Records from a point labeling set
==========

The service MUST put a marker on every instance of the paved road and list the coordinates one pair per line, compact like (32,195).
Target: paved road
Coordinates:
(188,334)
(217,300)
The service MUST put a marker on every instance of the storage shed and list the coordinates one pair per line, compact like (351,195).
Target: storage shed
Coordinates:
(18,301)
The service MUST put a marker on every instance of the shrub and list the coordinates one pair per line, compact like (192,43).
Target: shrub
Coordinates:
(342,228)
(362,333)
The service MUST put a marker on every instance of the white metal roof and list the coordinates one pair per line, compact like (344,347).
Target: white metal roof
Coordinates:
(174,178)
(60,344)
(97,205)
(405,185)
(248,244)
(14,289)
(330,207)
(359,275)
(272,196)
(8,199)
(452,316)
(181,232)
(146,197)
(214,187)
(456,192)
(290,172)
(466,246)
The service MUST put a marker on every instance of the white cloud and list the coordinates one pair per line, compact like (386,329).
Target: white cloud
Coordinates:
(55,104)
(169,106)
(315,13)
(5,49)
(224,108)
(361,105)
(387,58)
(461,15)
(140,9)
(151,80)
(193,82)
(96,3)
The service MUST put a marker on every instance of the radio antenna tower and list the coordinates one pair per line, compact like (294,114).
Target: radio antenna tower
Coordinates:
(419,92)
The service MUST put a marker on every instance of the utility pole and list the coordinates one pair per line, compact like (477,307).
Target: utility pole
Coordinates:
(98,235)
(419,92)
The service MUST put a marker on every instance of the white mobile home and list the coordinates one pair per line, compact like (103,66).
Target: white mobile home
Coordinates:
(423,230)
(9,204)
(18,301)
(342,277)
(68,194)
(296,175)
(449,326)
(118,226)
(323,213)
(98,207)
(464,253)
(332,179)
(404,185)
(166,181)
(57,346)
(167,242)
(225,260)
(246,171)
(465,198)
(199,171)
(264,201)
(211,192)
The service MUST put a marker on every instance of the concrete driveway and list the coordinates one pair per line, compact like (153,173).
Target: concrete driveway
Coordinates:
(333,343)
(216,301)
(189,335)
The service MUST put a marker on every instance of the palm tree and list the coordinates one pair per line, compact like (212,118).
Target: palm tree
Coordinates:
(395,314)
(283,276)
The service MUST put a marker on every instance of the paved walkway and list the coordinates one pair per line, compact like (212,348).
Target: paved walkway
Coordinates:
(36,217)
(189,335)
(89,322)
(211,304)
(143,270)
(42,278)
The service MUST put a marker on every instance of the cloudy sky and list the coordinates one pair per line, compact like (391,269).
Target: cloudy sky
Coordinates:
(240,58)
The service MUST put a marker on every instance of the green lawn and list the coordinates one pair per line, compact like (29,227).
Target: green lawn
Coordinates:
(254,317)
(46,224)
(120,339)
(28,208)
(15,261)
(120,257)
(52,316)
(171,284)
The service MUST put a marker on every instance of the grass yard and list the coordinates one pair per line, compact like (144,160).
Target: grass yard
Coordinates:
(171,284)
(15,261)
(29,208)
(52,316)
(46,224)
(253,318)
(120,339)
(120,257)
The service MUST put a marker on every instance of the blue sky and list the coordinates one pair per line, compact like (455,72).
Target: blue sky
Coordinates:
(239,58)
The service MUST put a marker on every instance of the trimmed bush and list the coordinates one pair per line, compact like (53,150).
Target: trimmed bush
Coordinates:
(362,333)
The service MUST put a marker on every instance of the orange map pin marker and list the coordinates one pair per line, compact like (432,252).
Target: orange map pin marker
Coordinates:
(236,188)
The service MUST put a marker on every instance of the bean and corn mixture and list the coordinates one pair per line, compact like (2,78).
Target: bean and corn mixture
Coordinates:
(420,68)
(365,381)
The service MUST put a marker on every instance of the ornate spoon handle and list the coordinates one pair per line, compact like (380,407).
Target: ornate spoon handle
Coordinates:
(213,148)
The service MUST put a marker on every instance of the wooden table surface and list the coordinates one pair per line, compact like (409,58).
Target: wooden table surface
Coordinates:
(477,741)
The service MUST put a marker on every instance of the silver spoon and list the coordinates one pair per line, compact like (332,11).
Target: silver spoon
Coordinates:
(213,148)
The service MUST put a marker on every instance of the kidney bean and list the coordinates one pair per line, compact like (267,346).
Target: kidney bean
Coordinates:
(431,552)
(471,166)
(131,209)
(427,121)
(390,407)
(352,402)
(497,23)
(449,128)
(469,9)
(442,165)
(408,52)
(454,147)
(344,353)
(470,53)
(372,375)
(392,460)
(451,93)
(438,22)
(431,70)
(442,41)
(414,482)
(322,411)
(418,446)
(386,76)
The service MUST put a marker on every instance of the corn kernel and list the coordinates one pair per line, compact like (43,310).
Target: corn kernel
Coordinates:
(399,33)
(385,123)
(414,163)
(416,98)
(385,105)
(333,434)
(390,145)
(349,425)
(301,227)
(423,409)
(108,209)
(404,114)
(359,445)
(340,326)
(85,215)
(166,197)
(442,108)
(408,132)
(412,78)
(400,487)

==========

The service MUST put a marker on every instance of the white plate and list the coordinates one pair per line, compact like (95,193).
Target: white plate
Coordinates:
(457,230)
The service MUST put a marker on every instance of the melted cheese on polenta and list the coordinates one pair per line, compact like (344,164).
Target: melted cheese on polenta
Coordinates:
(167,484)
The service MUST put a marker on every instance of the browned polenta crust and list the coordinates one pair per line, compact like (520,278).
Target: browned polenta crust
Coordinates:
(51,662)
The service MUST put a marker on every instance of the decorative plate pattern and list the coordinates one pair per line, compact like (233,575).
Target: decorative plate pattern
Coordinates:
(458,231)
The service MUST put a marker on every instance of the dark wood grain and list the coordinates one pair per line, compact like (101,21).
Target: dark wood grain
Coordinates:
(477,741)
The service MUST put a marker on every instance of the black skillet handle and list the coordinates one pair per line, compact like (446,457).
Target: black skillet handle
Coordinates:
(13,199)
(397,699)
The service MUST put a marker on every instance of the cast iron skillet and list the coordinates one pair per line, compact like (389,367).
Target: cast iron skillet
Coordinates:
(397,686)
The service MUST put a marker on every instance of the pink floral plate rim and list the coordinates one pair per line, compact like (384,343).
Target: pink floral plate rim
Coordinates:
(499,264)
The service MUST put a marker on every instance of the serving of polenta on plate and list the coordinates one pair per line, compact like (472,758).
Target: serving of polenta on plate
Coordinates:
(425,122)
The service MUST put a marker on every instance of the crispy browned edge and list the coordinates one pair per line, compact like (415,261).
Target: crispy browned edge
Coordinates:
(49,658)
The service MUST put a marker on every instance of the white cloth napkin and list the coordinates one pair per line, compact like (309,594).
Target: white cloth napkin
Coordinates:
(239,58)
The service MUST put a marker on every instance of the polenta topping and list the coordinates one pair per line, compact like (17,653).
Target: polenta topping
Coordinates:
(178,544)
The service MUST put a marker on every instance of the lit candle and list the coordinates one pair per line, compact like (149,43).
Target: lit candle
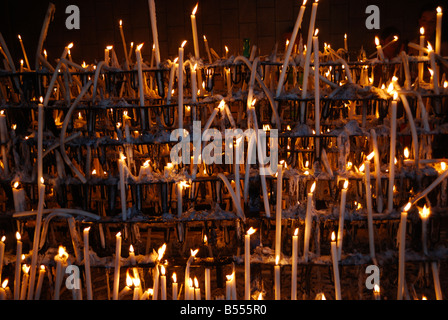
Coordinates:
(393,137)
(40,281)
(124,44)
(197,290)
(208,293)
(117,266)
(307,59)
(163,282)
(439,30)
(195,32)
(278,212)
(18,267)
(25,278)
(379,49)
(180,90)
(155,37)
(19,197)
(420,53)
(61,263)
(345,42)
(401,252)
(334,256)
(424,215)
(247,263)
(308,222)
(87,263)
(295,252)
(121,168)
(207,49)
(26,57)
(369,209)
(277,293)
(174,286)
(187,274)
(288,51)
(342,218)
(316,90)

==========

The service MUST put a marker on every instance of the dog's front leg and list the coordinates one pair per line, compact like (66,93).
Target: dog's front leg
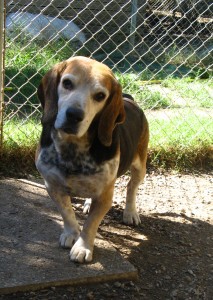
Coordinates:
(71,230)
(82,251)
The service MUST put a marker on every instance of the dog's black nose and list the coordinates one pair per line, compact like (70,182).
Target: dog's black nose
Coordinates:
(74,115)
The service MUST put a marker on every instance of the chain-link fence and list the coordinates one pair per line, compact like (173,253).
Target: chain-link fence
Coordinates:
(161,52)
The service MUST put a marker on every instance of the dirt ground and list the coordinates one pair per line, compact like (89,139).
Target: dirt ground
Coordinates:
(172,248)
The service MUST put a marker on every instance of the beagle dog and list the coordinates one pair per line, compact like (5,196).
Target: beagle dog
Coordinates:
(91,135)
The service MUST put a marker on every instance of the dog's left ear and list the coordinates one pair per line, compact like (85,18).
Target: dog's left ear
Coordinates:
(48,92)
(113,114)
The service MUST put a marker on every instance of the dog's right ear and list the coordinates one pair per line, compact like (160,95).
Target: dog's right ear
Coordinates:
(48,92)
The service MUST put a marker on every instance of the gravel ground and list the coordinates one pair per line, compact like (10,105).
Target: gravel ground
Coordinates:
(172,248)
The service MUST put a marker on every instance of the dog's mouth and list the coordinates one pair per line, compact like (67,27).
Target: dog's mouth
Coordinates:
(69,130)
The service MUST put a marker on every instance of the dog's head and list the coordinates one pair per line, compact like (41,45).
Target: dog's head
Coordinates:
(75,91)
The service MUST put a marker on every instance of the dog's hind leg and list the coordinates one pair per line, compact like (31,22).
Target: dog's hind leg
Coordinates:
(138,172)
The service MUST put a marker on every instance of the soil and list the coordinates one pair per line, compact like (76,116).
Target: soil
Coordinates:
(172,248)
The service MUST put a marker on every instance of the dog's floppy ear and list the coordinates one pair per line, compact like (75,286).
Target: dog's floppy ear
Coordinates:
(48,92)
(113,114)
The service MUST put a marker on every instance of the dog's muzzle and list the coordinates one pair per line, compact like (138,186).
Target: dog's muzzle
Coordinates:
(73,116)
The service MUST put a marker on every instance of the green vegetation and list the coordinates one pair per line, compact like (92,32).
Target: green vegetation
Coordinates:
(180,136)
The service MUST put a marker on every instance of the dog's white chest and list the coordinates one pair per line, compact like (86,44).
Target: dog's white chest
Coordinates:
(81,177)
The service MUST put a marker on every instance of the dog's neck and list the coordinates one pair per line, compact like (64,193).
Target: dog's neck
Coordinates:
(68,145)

==========

__What you have to do__.
Gather every line of the records above that contains the word "crispy", matching its case exactly.

__Output of the task__.
The service MUST put a marker on every instance of the crispy browned edge and list the coordinates one pair per line, compact like (415,261).
Target: crispy browned edge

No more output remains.